### Dataset content
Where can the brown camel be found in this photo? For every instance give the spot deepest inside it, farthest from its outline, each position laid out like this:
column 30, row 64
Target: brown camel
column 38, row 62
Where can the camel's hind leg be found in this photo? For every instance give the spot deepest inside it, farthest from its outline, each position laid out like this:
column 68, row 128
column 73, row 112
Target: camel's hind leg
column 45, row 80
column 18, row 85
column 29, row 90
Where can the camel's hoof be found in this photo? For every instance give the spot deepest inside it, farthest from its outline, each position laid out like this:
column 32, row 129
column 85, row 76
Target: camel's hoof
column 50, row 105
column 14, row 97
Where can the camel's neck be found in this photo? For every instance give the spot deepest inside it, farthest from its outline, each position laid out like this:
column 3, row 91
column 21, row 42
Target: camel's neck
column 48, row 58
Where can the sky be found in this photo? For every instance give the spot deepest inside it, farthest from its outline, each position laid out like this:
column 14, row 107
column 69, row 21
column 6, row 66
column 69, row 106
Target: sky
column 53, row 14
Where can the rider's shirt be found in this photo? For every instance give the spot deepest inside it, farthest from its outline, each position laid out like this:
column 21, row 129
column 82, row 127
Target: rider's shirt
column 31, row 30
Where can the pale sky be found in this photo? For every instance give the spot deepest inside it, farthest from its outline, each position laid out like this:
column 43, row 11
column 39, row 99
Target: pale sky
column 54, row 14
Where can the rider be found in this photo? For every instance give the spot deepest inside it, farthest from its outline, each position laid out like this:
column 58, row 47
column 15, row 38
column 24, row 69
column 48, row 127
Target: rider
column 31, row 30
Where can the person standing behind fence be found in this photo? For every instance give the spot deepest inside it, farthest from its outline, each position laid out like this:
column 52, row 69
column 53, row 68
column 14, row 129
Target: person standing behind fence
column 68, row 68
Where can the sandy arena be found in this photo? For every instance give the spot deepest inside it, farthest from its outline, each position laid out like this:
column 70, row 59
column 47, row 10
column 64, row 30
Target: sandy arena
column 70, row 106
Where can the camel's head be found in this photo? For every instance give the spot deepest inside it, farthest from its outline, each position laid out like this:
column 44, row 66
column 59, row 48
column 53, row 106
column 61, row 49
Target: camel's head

### What is asked
Quote the data in full, keeping each word unchanged.

### Task result
Where can the brown camel be found in this photo? For every instance give the spot deepest inside it, farthest from its outline, each position laid out like this:
column 30, row 64
Target: brown camel
column 38, row 62
Where can the camel's hind leg be found in this photo? For every instance give the spot deepest inside it, farthest from its outline, each position laid out like this:
column 68, row 128
column 73, row 112
Target: camel's hind leg
column 45, row 80
column 18, row 85
column 29, row 90
Where can the camel's hoof be found in this photo? For every instance give the spot deepest inside it, farthest from its outline, each position laid out like this:
column 32, row 129
column 85, row 76
Target: camel's hoof
column 50, row 105
column 14, row 97
Where can the camel's neck be found in this photo? For every instance give the spot deepest inside it, farthest from its outline, each position laid out like this:
column 3, row 91
column 21, row 42
Target: camel's neck
column 48, row 58
Where can the sky be found in this photo? For every instance give the spot deepest inside it, farthest from its outline, each position laid out like this:
column 14, row 107
column 69, row 21
column 6, row 66
column 69, row 106
Target: sky
column 53, row 14
Where can the rider's shirt be found in this photo? For every instance give the spot deepest inside it, farthest from its outline, each position laid out like this:
column 21, row 129
column 82, row 127
Target: rider's shirt
column 31, row 30
Where can the pale sky be found in this photo? For every instance give the spot deepest inside it, farthest from its outline, each position laid out like this:
column 43, row 11
column 39, row 99
Target: pale sky
column 54, row 14
Where can the rider be found in this photo? For every instance give the spot deepest inside it, farthest from its outline, each position laid out like this:
column 58, row 47
column 15, row 38
column 24, row 69
column 48, row 127
Target: rider
column 31, row 30
Where can the person standing behind fence be found in this photo? For every instance give the spot deepest inside it, farthest from its outline, each position laid out like this:
column 52, row 69
column 53, row 68
column 14, row 129
Target: person standing behind fence
column 68, row 68
Where can the sandy arena be found in this photo? For every instance give the spot deepest inside it, farthest from its outline, each position laid out like this:
column 70, row 59
column 47, row 10
column 64, row 30
Target: sandy arena
column 70, row 106
Where can the camel's head be found in this photo? For every instance give the spot deepest inside it, farthest from its outline, each position laid out like this:
column 44, row 66
column 59, row 48
column 53, row 106
column 61, row 49
Target: camel's head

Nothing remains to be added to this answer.